## Begin

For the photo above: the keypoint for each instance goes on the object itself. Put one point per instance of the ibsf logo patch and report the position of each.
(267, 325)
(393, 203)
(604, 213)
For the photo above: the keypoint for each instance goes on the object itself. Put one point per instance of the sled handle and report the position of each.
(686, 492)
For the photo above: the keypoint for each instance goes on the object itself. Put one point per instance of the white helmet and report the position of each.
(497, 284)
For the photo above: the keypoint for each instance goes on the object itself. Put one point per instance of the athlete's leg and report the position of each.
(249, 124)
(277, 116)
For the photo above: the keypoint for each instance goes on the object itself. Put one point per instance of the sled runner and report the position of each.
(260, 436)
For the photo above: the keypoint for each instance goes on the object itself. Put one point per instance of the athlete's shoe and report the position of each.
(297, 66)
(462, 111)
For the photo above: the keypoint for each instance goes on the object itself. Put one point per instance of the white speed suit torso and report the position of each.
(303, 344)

## End

Task directions:
Each line of the listing above should be output exactly.

Response to the exercise:
For the photo above: the keypoint for each instance goes on the object itself. Put one point per instance of the ibsf logo patch and report the position of each.
(267, 325)
(393, 203)
(604, 213)
For the photo above: the keypoint for each instance goes on the object itself. Put one point per instance of the sled handle and report the position of each.
(686, 492)
For the photo above: the keypoint for each instance goes on the object itself. Put one point per instance of the white helmet and report the position of each.
(497, 284)
For the photo above: the keypoint for each instance goes on the object itself. Put one point per instance of the athlete's leg and report the position of each.
(249, 124)
(277, 116)
For the photo above: the keypoint for each instance goes on the object itself. Put one point per instance of the sled runner and report the position of each.
(260, 436)
For the photo above: the keypoint for each instance goes on the object itself. Put one point per instance of the athlete's shoe and report the position of each.
(297, 66)
(462, 111)
For the photo above: the keypoint for each instance goes on the object itself. Put one point per instance of the white speed suit torso and report the position of each.
(303, 344)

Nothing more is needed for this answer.